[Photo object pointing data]

┌──

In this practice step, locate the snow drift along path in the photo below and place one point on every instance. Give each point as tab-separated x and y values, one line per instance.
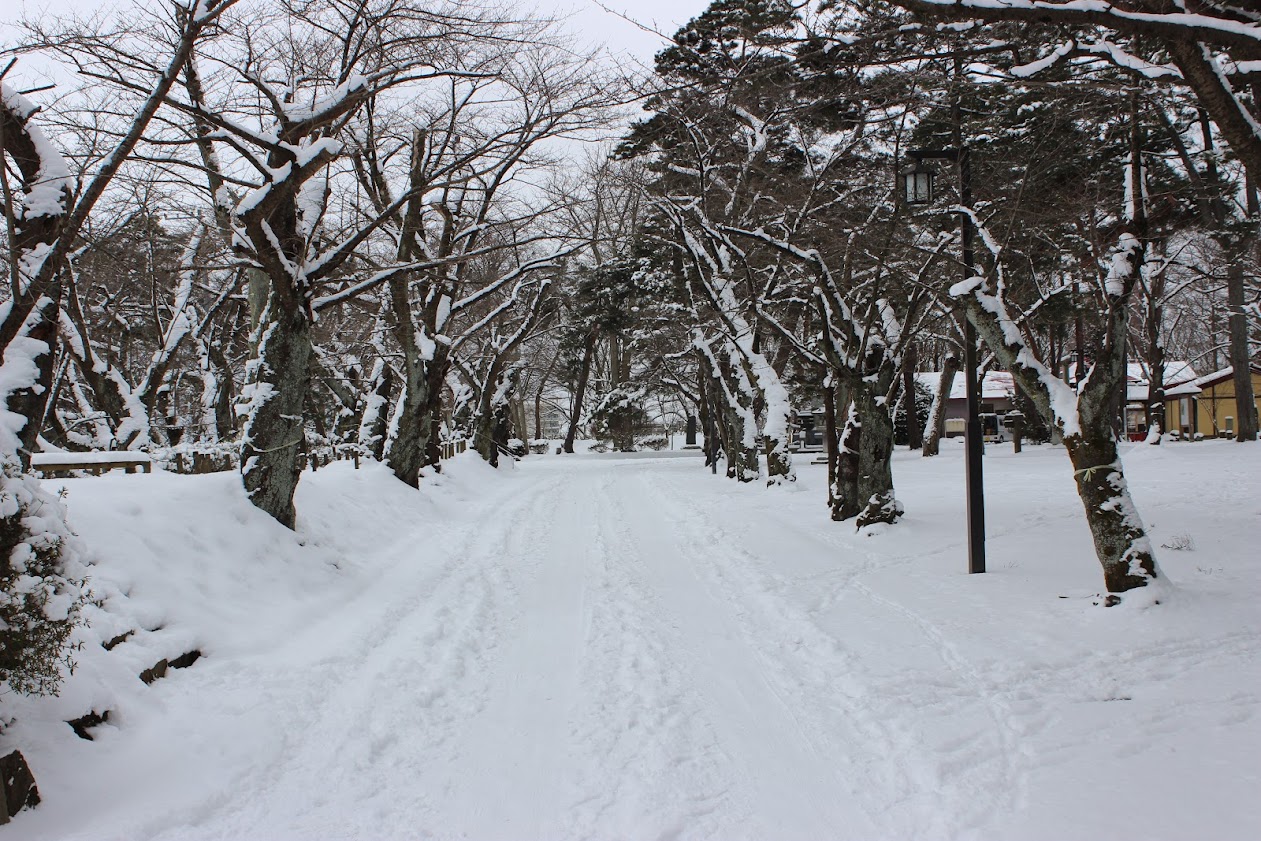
629	648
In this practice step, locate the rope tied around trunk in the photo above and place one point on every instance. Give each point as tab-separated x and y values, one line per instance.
1090	472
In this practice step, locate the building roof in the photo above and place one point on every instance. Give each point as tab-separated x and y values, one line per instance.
1220	376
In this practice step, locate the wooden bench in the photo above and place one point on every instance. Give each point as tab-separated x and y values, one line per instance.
95	463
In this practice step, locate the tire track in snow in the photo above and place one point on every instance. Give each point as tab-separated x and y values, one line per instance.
380	710
518	744
922	794
650	763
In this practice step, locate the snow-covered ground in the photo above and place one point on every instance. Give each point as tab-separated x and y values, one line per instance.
609	647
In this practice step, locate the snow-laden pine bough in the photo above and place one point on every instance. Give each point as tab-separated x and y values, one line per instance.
1212	51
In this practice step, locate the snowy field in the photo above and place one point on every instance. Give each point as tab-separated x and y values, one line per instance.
603	647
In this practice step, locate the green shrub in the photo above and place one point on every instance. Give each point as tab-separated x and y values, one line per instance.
42	590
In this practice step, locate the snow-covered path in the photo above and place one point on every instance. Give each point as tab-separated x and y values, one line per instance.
629	648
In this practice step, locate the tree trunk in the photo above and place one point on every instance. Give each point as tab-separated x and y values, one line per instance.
584	373
273	443
875	449
1121	542
1241	361
845	496
373	420
937	414
831	441
914	435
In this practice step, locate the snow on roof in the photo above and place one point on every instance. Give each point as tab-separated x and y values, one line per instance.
1136	373
1217	376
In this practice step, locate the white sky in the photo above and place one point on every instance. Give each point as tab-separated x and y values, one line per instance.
586	19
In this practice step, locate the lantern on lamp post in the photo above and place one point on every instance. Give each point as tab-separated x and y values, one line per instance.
917	189
917	184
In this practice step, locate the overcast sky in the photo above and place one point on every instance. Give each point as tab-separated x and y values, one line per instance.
586	19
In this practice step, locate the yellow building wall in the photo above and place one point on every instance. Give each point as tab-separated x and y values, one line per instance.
1217	404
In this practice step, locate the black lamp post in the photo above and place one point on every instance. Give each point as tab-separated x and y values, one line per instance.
918	189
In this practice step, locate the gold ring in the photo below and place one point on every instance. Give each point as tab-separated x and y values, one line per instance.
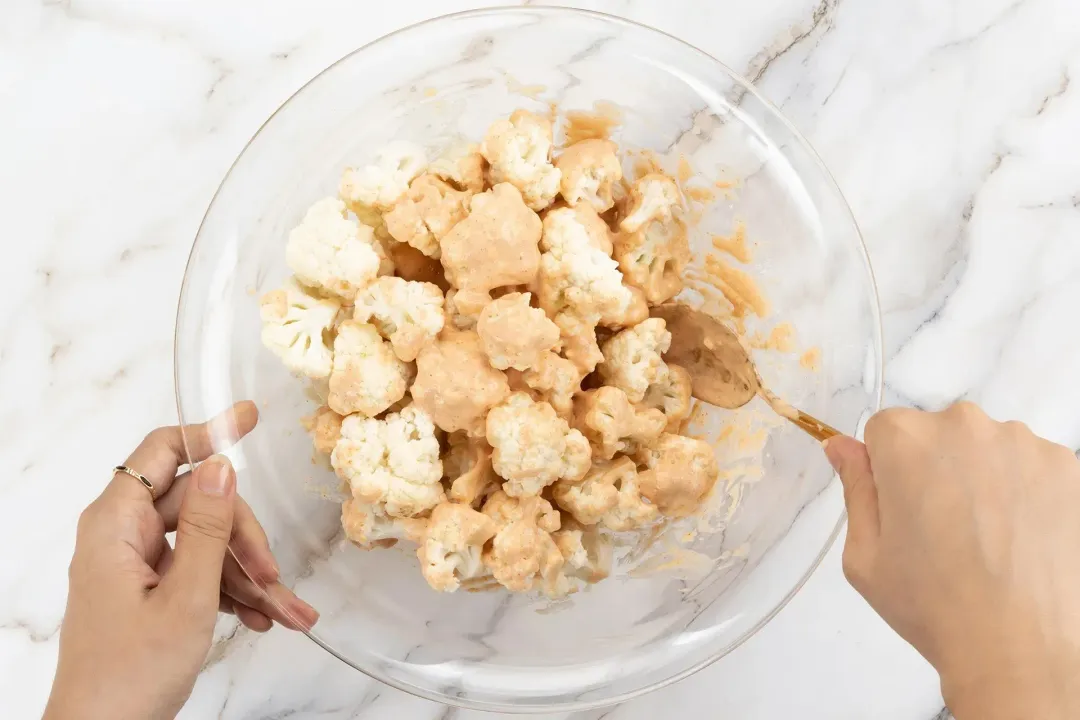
137	476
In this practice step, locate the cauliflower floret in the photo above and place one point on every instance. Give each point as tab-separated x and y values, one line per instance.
612	424
652	248
518	150
380	184
331	252
631	510
579	342
367	526
297	327
515	335
589	499
590	170
682	471
523	551
462	166
532	447
367	377
556	379
456	384
423	216
468	466
408	314
391	463
497	245
672	396
633	358
586	552
454	545
325	429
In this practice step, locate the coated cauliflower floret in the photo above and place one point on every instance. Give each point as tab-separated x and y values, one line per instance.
612	424
652	248
672	396
556	379
380	184
579	342
680	472
631	510
586	552
297	326
408	314
532	447
468	466
325	430
523	553
590	170
367	377
497	245
424	214
633	357
462	166
588	500
518	150
454	545
456	384
331	252
367	526
515	335
391	463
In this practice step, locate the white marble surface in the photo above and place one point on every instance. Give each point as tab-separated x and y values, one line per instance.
950	125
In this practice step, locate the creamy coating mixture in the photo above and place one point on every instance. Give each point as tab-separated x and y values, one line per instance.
499	395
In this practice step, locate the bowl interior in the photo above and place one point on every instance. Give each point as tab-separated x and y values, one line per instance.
674	602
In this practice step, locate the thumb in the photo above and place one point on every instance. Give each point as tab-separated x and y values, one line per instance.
852	463
203	529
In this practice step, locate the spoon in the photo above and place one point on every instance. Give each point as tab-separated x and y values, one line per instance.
721	371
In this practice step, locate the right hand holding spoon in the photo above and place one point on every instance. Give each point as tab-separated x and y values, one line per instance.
964	535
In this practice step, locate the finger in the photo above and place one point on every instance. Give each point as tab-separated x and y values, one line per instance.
248	540
203	529
852	463
163	451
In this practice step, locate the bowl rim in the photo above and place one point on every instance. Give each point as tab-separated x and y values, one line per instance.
873	296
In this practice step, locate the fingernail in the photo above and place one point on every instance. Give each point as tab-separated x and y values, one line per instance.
214	475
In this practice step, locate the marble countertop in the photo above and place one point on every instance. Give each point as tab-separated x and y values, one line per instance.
950	125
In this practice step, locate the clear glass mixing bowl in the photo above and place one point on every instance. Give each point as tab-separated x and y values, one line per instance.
780	506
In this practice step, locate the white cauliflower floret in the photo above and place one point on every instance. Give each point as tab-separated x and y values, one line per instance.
462	166
556	379
612	424
454	545
408	314
577	272
380	184
297	327
515	335
392	463
331	252
586	552
680	472
423	215
652	248
672	396
532	447
367	377
368	526
523	553
518	150
633	358
590	170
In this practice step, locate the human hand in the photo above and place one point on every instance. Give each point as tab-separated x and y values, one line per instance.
140	615
962	534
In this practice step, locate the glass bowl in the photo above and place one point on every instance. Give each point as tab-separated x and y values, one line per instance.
665	612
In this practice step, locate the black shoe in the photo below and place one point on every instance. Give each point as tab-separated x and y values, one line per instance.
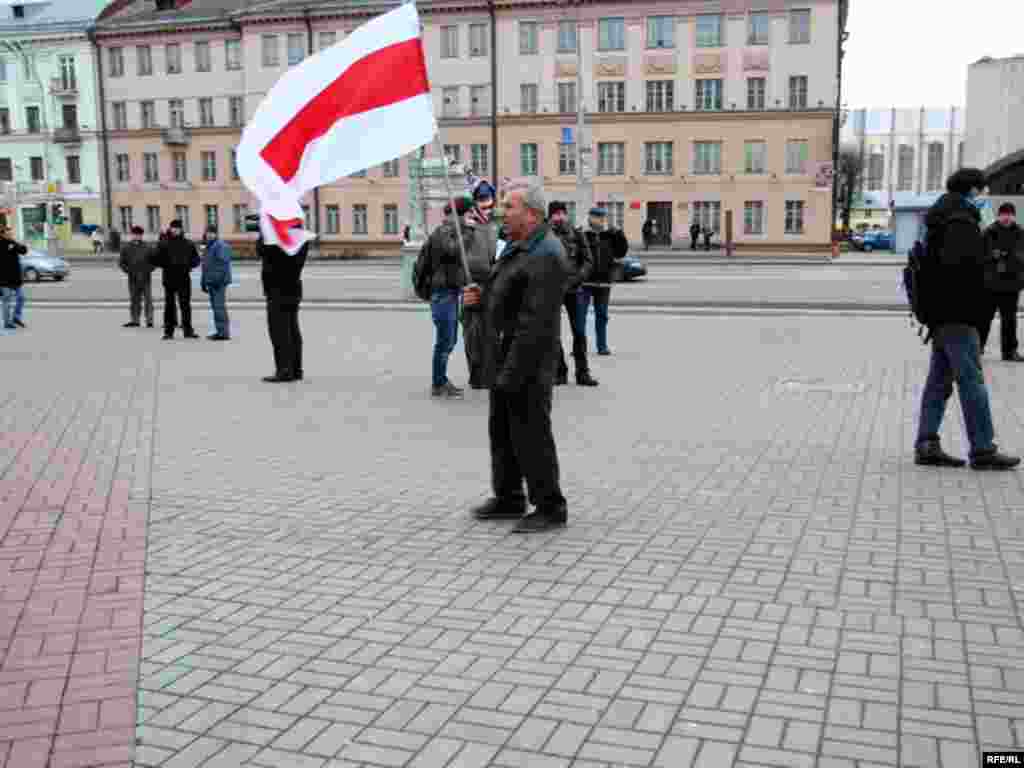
498	509
932	455
993	461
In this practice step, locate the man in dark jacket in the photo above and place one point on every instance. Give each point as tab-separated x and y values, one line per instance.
136	262
580	265
956	303
525	294
177	256
1004	279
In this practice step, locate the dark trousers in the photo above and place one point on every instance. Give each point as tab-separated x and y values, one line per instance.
180	292
522	446
571	304
1006	304
283	324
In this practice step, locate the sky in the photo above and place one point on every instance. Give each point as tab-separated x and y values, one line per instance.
915	52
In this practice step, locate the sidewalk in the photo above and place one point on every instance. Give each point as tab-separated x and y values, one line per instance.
754	571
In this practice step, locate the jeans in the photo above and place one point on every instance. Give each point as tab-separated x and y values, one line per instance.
444	310
956	357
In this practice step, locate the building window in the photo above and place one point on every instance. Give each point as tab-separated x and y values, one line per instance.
709	94
708	158
232	54
450	42
610	158
794	217
173	53
359	223
611	96
800	27
756	89
657	158
74	169
611	34
758	29
208	160
797	155
660	32
798	92
710	31
756	156
527	38
567	32
333	220
478	40
660	95
271	51
754	217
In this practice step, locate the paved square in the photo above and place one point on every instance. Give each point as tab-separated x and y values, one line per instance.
755	573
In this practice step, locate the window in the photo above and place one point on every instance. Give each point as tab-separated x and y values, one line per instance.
203	62
611	34
478	40
660	32
208	161
173	53
611	158
359	223
450	42
232	54
757	31
333	220
710	31
270	51
709	94
566	97
611	96
296	48
116	62
527	38
754	217
566	160
74	164
527	160
390	219
528	97
756	93
151	167
756	155
478	159
794	217
567	37
798	92
657	158
708	158
800	27
660	95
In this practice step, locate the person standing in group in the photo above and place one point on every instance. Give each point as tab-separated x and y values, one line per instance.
580	265
282	275
136	262
524	301
176	256
216	276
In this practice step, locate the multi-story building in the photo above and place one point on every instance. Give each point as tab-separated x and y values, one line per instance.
49	131
692	112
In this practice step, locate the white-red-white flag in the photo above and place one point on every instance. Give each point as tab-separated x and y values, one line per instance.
355	104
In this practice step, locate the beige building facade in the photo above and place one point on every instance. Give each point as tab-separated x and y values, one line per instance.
692	109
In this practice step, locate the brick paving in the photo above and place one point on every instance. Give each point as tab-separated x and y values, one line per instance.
755	573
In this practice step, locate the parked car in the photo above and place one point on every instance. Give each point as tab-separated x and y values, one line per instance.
36	265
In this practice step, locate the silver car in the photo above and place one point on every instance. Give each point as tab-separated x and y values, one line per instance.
36	265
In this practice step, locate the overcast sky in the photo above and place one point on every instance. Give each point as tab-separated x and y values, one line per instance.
915	52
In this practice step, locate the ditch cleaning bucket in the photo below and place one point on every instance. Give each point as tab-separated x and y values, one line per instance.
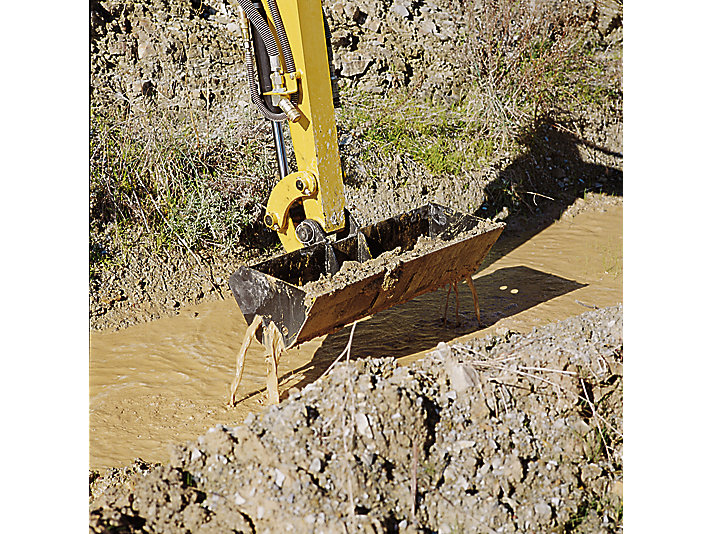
278	289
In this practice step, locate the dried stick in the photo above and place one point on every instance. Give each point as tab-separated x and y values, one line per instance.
447	301
274	345
468	279
250	336
457	305
349	403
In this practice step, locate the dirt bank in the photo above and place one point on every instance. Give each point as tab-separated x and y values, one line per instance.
512	433
181	62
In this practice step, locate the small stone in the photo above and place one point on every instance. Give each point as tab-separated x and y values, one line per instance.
462	376
279	477
362	425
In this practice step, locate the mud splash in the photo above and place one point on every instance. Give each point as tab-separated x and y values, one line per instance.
167	381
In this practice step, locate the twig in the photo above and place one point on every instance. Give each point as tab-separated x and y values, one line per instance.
349	403
413	479
598	425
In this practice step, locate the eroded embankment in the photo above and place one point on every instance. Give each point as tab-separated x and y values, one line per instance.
521	433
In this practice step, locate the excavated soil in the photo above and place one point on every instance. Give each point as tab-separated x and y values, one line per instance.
510	433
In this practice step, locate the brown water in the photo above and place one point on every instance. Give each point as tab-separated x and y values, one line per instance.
166	382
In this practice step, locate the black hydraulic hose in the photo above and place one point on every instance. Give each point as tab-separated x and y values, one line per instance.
260	24
264	70
255	94
282	36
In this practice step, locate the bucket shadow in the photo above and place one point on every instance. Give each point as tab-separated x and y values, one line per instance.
537	187
417	325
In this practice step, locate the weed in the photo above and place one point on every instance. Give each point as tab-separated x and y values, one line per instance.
158	178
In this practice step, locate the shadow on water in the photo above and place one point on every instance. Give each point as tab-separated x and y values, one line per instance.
418	325
535	189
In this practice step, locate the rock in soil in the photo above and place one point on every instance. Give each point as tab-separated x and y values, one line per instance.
513	433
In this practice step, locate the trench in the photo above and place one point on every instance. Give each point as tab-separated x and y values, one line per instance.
156	384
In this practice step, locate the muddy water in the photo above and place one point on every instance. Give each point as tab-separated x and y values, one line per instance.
167	381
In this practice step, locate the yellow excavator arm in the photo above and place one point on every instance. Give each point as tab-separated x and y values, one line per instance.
285	40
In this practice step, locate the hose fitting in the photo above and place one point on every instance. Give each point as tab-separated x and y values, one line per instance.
290	110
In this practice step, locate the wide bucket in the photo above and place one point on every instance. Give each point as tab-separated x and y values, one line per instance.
321	288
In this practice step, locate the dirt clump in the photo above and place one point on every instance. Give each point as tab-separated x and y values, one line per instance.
511	433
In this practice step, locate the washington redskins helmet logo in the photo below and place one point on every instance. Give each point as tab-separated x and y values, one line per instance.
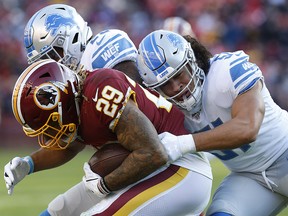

└──

Identify every line in the data above that contains the word "water", treating uppercase and lowercase as different, and copy each of those lines.

**Finished exercise:**
In this practice step, locate the brown water in the photo above and place one point on every instance. Give each point as tab-separated x and y values, one line per instance.
In this practice step, locate the shadow on water in the photo above and place one point on every instance. Give each point as tab-separated x and y values, one line per instance.
In this practice step, locate the muddy water in the photo above and place one point on every instance. Give each point as tab-separated x and y values, one line per instance.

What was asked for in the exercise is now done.